_Short problem_: List each line of the records below that contains the string "girth", treating uppercase and lowercase letters as distinct.

_Provided entries_:
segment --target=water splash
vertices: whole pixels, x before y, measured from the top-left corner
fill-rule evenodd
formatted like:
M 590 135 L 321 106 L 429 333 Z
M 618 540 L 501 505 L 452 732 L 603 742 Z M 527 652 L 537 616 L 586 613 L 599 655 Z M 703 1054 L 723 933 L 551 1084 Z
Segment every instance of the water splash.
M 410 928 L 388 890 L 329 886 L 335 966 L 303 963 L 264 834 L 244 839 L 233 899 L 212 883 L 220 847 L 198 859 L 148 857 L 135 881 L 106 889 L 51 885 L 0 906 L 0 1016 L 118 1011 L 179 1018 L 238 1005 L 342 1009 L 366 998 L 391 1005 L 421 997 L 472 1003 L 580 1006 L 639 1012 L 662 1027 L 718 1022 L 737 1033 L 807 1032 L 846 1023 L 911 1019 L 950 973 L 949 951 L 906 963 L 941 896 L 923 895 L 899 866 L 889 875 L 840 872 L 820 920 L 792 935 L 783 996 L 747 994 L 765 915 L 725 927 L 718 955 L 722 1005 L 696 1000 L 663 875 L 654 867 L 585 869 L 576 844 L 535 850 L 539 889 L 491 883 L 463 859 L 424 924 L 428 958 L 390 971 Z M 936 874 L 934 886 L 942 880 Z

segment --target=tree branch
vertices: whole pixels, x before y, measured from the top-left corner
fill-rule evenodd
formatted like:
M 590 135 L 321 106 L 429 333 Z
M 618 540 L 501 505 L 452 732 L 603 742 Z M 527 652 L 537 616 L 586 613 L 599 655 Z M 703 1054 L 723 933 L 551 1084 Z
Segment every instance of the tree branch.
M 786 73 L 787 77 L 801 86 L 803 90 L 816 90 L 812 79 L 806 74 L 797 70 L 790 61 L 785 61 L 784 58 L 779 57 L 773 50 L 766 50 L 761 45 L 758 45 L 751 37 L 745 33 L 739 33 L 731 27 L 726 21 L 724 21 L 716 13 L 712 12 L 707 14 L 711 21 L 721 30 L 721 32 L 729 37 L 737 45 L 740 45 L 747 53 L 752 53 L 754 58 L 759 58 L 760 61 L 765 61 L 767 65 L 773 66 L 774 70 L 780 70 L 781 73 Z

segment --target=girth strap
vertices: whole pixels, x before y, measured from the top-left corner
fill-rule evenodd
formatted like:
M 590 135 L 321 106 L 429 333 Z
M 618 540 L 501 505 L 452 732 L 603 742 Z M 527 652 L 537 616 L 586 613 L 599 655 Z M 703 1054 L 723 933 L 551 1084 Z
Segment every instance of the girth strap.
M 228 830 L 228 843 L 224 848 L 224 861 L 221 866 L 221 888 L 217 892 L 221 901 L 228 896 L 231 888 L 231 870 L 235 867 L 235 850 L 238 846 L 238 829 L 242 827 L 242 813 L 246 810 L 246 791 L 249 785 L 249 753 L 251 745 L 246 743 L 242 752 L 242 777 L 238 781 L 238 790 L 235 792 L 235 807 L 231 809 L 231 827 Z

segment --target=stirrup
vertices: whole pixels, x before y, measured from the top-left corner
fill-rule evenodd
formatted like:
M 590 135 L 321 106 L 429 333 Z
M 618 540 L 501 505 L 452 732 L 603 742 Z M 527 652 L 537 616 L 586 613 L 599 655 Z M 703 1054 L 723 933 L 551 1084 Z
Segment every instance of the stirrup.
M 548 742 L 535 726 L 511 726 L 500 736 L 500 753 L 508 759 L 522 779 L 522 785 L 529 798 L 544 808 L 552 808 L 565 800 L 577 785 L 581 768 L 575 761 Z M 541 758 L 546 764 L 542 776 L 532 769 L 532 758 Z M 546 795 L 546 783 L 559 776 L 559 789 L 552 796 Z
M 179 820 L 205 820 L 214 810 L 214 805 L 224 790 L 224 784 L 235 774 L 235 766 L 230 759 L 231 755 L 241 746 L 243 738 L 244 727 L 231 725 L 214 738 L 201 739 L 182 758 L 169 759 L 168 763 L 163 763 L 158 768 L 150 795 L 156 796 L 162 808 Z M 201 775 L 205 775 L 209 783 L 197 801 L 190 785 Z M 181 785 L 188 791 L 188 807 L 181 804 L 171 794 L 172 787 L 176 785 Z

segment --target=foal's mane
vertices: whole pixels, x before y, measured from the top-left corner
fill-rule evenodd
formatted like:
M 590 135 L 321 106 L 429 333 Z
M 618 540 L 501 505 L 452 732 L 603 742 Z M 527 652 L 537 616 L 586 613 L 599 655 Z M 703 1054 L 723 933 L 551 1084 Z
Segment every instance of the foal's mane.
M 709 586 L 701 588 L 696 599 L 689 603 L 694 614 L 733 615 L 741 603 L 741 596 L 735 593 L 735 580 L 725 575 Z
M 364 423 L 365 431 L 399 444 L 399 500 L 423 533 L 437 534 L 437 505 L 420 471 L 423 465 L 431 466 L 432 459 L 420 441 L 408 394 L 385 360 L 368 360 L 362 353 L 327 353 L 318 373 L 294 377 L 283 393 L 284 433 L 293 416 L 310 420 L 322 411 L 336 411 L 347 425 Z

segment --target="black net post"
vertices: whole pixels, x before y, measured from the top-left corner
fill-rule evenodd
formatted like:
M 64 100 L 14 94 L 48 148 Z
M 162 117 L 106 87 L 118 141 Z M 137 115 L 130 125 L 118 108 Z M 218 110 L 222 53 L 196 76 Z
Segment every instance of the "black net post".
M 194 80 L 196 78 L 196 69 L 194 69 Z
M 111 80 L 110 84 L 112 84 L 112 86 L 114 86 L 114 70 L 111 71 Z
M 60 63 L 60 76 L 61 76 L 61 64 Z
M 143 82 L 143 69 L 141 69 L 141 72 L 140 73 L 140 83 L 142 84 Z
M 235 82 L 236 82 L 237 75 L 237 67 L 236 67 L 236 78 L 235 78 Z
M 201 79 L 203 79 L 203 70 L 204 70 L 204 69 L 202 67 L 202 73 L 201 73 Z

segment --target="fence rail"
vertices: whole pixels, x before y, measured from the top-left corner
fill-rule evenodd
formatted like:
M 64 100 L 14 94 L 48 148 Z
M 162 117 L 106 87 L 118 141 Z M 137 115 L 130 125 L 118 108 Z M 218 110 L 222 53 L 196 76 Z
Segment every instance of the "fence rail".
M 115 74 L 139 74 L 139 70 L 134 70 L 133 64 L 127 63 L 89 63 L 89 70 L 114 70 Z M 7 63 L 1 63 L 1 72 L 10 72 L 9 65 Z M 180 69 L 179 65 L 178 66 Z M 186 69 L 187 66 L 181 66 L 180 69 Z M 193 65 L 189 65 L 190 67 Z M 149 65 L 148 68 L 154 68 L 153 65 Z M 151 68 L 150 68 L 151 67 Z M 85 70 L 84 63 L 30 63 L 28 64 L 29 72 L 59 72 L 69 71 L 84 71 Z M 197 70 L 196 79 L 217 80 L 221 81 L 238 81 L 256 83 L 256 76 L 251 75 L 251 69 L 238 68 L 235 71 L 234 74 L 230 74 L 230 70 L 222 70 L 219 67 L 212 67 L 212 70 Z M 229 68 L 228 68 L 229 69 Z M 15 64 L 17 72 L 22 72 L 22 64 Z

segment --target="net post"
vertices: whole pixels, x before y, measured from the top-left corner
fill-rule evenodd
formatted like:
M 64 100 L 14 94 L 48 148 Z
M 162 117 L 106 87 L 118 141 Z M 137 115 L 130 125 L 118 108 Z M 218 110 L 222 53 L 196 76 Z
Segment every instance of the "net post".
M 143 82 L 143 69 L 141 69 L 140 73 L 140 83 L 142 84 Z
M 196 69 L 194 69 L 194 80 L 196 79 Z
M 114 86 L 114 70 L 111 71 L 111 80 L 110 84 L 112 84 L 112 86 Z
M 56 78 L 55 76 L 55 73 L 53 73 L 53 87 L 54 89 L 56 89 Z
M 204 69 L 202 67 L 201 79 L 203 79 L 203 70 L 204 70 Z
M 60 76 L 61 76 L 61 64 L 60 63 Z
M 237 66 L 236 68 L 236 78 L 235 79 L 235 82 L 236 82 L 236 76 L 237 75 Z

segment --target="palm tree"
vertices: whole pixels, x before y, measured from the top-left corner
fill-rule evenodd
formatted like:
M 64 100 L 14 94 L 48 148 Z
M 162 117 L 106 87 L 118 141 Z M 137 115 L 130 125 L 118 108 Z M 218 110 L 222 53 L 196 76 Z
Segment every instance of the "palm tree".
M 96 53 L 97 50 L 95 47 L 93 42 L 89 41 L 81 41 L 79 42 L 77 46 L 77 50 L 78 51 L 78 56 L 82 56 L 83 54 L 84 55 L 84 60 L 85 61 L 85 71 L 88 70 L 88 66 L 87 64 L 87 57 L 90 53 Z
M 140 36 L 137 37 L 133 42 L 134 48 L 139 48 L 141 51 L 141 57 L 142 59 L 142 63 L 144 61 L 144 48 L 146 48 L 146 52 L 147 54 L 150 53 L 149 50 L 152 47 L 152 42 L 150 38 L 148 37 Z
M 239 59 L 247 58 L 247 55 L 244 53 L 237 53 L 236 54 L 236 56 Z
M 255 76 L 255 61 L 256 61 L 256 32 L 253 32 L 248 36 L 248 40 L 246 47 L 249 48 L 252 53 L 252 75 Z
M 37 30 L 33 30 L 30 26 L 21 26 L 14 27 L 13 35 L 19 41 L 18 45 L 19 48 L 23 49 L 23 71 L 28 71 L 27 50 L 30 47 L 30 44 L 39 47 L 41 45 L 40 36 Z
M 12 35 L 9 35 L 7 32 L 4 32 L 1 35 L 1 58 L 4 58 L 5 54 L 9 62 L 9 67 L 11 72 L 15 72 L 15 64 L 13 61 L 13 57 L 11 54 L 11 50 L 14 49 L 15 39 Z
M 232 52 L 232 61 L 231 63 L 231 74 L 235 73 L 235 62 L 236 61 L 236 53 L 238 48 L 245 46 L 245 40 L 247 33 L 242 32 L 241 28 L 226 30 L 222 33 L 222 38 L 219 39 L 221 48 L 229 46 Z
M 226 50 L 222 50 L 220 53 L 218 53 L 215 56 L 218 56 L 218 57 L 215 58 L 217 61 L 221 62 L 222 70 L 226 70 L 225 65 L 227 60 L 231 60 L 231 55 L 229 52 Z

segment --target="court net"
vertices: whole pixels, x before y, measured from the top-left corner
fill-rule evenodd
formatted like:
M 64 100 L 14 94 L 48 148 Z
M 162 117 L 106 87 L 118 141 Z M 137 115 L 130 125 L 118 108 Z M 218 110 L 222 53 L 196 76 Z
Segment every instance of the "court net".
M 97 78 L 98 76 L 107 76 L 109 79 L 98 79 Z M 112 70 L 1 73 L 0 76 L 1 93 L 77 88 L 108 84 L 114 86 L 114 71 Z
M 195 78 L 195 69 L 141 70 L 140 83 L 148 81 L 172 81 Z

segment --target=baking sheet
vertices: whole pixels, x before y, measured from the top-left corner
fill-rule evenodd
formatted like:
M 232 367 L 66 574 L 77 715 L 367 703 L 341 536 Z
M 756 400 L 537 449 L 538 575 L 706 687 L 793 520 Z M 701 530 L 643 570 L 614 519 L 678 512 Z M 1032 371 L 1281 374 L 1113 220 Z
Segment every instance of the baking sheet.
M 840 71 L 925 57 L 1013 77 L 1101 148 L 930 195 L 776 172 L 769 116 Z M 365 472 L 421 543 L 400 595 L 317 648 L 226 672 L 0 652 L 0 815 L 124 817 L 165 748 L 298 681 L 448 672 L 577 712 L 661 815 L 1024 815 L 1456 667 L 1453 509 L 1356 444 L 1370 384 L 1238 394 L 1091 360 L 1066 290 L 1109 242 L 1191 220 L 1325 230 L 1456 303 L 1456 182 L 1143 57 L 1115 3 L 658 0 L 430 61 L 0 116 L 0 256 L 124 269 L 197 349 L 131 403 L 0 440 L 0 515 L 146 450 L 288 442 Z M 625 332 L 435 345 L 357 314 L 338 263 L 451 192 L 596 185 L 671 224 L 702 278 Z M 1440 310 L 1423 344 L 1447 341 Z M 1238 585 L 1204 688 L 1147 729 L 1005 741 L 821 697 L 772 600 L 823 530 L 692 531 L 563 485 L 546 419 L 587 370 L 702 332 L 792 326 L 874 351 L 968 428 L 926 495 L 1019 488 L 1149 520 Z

_Exercise answer_:
segment --target=girth strap
Segment every instance of the girth strap.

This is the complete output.